Comment #1 by Anonymous posted on
Anonymous
Anyone want to join me in a loud SCREAM!  Even when you know the ground is cracking under you, it still terrifies you when it actually opens up and swallows you!  I can't believe these bozos actually went ahead and did this "twist".  Historically it was a failure for was it Japan??  Don't they bother to read what the bad results of it have been?  I really dread 2012 now.  I really, really dread seeing what is being allowed to happen to our country financially!

19
Comment #3 by Anonymous posted on
Anonymous
Doesn't this mean that short term (6 years and less) rates will rise as

long term rates fall?  If so, doesn't that mean that banks/credit unions will

have to pay more for our deposits?

1
Comment #4 by scottj posted on
scottj
I don't dread 2012, i'm looking forward to getting dumbo out of office. Republicans sent a letter to Bernanke opposing operation twist my.... and he ignored it. Bernanke is so far up the Dems butt and will be the first to go when Republicans take back full control 

4
Comment #5 by Anonymous posted on
Anonymous
Operation Twist and Shove...

2
Comment #6 by Inforay posted on
Inforay
Just when I thought things couldn't get any worse, it happens.  Discover Bank, the only national Bank which was paying 3.00% on ten year CDs which I was all right with purchasing, has now dropped the rate to 2.5%.   Now interest rates for people like me who were willing to buy long term CDs will all go even lower, with Operation Twist.  We are completely helpless in the face of this tsunami that is Ben Bernanke.

5
Comment #8 by chimay palmer (anonymous) posted on
chimay palmer
do credit unions offer safety deposit boxes my bank just tripled the cost  i am on a fixed income and the matress is the next stop

1
Comment #9 by Anonymous posted on
Anonymous
OPERATION TWIST?

» Data entries:
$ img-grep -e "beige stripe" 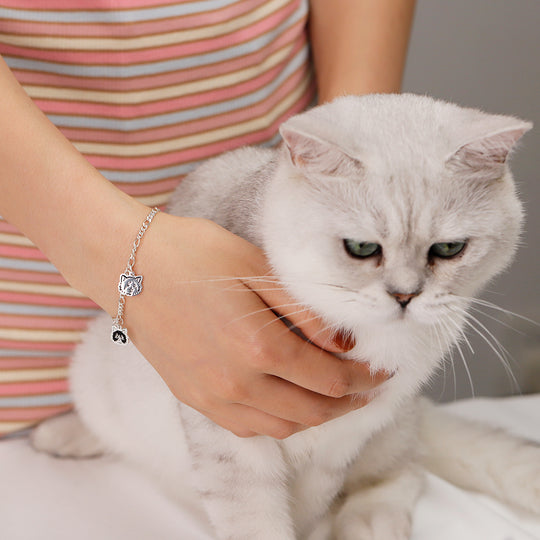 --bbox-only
[0,280,86,298]
[0,328,82,342]
[0,421,35,433]
[24,44,293,105]
[0,367,69,383]
[0,233,36,247]
[133,191,172,206]
[0,0,289,51]
[74,71,310,157]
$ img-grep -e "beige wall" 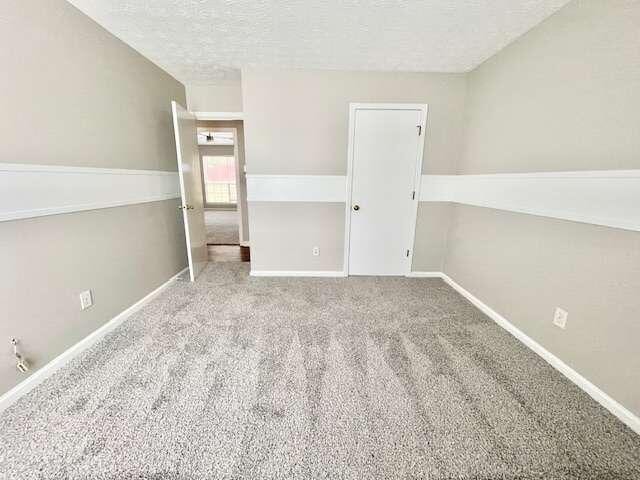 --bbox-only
[0,0,186,393]
[187,79,242,112]
[249,202,344,272]
[445,0,640,415]
[242,70,466,270]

» Problem requirements: Quote the Operation Twist comment thread above from "Comment #1 by" up to and including "our country financially!".

» Written answer:
Comment #1 by Anonymous posted on
Anonymous
Anyone want to join me in a loud SCREAM!  Even when you know the ground is cracking under you, it still terrifies you when it actually opens up and swallows you!  I can't believe these bozos actually went ahead and did this "twist".  Historically it was a failure for was it Japan??  Don't they bother to read what the bad results of it have been?  I really dread 2012 now.  I really, really dread seeing what is being allowed to happen to our country financially!